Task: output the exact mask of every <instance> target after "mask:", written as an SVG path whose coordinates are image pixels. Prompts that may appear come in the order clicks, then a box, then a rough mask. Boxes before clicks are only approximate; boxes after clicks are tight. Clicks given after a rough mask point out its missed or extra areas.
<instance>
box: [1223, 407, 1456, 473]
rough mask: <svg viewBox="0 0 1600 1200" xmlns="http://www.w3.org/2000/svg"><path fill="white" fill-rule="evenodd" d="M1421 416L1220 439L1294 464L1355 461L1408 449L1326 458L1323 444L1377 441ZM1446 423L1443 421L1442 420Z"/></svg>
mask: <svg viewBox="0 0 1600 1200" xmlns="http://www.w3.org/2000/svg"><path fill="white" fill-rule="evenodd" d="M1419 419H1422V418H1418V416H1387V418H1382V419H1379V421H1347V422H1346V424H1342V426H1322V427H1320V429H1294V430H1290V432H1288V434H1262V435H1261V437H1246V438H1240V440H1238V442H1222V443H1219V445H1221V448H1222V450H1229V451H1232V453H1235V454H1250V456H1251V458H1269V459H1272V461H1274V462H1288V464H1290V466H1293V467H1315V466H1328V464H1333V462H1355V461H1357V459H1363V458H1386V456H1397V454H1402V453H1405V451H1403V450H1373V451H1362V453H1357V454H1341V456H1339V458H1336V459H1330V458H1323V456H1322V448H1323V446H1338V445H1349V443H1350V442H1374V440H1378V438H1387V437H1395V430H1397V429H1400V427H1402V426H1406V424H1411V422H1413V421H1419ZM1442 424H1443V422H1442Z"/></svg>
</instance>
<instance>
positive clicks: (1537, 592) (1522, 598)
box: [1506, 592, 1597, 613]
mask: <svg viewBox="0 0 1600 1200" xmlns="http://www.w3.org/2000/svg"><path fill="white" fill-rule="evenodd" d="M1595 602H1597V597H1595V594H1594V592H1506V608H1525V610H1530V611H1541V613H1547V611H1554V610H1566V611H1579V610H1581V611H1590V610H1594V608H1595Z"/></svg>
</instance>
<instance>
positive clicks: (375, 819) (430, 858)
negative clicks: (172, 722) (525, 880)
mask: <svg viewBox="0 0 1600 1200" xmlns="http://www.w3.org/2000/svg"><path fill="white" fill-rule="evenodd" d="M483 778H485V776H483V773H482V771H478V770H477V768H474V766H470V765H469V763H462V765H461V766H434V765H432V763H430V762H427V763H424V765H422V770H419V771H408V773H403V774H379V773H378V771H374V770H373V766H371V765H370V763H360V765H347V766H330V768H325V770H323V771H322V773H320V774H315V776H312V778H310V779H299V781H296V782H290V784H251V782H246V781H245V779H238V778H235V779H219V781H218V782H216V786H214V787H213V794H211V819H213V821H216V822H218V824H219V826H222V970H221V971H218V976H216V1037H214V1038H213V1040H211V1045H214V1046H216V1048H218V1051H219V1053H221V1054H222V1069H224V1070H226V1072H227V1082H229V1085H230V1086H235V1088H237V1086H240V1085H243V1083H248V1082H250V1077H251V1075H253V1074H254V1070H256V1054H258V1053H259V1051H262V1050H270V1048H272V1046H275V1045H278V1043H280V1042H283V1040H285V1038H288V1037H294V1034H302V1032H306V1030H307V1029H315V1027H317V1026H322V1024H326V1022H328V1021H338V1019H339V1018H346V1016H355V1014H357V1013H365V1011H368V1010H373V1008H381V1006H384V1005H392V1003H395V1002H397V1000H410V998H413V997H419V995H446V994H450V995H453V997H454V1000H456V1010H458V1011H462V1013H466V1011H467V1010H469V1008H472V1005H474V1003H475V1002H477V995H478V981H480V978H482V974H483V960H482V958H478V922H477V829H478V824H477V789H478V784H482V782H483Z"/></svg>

▬▬▬▬▬▬▬▬▬▬

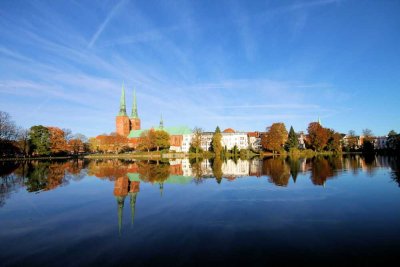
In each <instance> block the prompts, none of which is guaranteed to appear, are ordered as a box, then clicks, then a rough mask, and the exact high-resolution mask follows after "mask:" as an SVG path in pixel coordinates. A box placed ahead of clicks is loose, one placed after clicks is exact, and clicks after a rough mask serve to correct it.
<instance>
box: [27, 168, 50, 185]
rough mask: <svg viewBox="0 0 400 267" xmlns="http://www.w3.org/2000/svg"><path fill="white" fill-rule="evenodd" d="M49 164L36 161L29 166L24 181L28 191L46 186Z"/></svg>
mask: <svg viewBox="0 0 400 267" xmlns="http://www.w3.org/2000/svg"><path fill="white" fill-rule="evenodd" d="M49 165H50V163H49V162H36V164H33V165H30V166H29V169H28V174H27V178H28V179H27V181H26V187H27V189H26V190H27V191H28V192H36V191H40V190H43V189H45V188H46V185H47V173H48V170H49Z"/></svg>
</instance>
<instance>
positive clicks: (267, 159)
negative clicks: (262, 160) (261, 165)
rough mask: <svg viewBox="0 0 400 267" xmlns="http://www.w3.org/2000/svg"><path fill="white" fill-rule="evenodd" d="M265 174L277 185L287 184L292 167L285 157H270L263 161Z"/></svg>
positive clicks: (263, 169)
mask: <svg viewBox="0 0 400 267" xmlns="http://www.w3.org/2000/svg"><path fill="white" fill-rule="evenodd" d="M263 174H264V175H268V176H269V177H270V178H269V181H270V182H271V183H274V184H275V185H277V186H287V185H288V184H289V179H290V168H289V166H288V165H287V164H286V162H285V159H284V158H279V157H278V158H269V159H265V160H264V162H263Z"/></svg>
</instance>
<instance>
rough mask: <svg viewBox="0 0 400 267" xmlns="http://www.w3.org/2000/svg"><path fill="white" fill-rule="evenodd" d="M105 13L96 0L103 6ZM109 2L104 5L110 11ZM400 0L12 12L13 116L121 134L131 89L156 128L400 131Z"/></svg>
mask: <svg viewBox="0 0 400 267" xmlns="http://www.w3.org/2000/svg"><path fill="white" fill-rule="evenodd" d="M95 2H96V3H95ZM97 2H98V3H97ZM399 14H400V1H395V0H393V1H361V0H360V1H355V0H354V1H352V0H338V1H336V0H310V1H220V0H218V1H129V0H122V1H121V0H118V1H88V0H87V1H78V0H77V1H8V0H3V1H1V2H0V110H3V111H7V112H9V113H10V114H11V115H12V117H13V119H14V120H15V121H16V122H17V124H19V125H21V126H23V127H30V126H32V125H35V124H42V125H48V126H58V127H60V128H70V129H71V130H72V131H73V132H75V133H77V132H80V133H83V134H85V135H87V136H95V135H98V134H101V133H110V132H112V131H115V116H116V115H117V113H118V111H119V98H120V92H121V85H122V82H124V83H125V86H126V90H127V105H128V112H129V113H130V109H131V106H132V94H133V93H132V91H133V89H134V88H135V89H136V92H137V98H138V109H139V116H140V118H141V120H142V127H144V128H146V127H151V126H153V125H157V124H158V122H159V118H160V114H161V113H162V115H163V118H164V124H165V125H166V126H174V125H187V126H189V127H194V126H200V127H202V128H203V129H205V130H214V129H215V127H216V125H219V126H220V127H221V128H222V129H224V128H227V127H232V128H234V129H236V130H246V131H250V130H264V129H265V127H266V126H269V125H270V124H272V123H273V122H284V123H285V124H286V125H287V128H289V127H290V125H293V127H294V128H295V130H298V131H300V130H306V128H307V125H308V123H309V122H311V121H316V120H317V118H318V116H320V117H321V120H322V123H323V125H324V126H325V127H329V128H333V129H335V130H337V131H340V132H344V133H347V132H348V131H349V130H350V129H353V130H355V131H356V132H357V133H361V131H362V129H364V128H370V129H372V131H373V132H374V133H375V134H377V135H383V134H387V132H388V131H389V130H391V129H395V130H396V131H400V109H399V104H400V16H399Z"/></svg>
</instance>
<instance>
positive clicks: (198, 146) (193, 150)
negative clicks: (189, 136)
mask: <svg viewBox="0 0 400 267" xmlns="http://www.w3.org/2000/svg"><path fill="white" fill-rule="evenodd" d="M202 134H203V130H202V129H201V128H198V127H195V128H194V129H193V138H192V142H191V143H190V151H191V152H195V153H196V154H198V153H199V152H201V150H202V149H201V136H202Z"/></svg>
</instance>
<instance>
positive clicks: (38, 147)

▬▬▬▬▬▬▬▬▬▬

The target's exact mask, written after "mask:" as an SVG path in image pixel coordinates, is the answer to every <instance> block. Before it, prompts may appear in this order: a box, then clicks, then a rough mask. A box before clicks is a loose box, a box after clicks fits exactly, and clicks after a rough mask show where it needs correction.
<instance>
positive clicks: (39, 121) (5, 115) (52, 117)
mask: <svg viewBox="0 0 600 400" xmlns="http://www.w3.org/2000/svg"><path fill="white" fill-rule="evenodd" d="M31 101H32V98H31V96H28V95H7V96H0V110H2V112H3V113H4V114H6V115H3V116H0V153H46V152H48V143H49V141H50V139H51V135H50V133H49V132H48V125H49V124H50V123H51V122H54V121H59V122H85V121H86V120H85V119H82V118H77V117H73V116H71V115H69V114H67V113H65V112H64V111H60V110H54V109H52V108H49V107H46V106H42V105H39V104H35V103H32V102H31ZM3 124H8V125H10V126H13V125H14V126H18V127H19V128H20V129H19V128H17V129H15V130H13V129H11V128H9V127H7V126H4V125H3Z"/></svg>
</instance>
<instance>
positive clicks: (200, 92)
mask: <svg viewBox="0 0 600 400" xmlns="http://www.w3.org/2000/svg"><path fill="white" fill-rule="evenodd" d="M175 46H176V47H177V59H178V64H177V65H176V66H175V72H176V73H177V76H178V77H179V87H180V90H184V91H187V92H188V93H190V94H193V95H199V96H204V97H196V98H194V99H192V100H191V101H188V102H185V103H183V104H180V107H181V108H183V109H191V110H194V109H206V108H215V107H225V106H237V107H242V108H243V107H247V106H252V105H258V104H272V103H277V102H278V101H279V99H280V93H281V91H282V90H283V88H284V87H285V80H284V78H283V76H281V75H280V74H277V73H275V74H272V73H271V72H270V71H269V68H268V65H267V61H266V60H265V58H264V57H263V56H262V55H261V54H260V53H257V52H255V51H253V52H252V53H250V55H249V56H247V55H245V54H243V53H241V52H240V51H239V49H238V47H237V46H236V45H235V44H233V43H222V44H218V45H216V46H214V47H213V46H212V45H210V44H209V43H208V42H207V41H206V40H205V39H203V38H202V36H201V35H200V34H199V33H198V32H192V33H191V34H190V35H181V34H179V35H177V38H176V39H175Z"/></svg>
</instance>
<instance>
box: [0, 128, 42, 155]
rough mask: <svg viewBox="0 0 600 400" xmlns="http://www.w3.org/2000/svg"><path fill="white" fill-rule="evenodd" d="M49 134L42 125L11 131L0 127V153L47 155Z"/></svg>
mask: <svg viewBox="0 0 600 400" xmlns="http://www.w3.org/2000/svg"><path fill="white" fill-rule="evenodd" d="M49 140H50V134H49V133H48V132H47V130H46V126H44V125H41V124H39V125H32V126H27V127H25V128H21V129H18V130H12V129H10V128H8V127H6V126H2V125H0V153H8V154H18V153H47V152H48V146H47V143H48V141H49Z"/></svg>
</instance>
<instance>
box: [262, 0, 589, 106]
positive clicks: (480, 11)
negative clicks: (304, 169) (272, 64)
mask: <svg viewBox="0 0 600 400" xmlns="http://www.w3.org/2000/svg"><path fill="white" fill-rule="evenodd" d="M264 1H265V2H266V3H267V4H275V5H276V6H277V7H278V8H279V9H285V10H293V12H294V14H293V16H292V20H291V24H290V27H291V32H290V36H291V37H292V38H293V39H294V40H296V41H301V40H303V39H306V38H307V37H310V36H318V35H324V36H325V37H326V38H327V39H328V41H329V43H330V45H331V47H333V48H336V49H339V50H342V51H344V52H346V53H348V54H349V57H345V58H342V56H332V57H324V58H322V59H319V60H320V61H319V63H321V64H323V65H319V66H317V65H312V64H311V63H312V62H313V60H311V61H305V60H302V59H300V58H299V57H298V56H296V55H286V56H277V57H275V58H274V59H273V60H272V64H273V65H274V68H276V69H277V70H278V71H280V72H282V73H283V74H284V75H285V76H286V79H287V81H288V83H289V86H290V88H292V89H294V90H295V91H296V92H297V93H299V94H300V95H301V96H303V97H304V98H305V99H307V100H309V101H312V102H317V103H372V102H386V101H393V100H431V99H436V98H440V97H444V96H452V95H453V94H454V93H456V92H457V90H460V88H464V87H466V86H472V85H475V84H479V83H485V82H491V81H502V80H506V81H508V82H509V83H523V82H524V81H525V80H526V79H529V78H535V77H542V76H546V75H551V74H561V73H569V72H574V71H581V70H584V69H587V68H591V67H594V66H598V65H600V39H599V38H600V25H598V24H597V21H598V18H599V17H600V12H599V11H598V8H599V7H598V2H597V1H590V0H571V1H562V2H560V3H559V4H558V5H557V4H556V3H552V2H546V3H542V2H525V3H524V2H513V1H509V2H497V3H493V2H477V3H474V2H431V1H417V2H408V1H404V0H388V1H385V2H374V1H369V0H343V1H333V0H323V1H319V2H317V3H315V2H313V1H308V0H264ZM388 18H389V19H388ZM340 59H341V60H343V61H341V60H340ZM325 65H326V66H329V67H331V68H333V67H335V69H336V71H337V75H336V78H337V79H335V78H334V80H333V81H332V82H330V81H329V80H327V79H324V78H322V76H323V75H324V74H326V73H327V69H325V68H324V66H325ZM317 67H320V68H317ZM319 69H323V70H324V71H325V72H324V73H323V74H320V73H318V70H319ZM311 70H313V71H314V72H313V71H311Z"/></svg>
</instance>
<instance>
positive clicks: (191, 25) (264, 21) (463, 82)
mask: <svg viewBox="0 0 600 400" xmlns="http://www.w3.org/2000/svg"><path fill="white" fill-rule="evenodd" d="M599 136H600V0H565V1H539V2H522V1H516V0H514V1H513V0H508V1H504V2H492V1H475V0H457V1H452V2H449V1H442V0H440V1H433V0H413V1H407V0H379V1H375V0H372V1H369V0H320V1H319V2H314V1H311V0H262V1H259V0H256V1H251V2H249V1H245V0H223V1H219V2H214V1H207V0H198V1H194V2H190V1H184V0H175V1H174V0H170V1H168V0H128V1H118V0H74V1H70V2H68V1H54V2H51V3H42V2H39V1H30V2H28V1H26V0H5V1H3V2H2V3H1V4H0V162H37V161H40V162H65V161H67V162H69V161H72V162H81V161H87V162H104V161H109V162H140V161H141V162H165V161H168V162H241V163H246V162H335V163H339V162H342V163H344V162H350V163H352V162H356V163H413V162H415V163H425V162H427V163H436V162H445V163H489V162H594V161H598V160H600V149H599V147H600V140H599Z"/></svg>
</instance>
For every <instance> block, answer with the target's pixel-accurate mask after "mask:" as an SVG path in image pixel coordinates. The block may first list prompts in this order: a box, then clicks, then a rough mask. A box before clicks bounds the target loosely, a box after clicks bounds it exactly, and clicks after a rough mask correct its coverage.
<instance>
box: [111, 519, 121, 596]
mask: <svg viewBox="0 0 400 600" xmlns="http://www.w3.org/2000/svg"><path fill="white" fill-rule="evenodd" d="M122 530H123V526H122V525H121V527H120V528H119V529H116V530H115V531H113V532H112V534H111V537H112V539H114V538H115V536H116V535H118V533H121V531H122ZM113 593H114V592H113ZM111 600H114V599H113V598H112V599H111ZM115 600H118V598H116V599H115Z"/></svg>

▬▬▬▬▬▬▬▬▬▬

DESCRIPTION OF THE TASK >> Go through the listing, find each line with the word "after", and copy it.

TASK OUTPUT >>
Task: output the exact mask of every <instance> target after "mask:", written as an SVG path whose coordinates are image pixels. Prompts that may appear come in the order clicks, then a box, then a rough mask. Boxes before clicks are only approximate; boxes after clicks are tight. Clicks given after a rough mask point out its missed or extra areas.
In each <instance> block the prompts, none of which is guaranteed to appear, are ordered as a box, then clicks, then a rough mask, and the exact high-resolution mask follows after "mask:" as an SVG path in pixel coordinates. A box placed ahead of clicks is loose, one placed after clicks is exact, and clicks after a rough mask serve to correct it.
The target's exact mask, written after "mask:" as an SVG path in image pixel coordinates, is the answer to every <instance> block. Before it, prompts may appear in this order: a box, then clicks, then a rough mask. A box before clicks is a loose box, a box after clicks fits exactly, and clicks after a rough mask show where it needs correction.
For every <instance> block, answer with the target's pixel-accurate mask after "mask:" as an SVG path in image pixel coordinates. The block may first list prompts in this order: a box, then clicks, then a rough mask. A box before clicks bounds the target loosely, a box after clicks bounds it exactly, and clicks after a rough mask correct its coverage.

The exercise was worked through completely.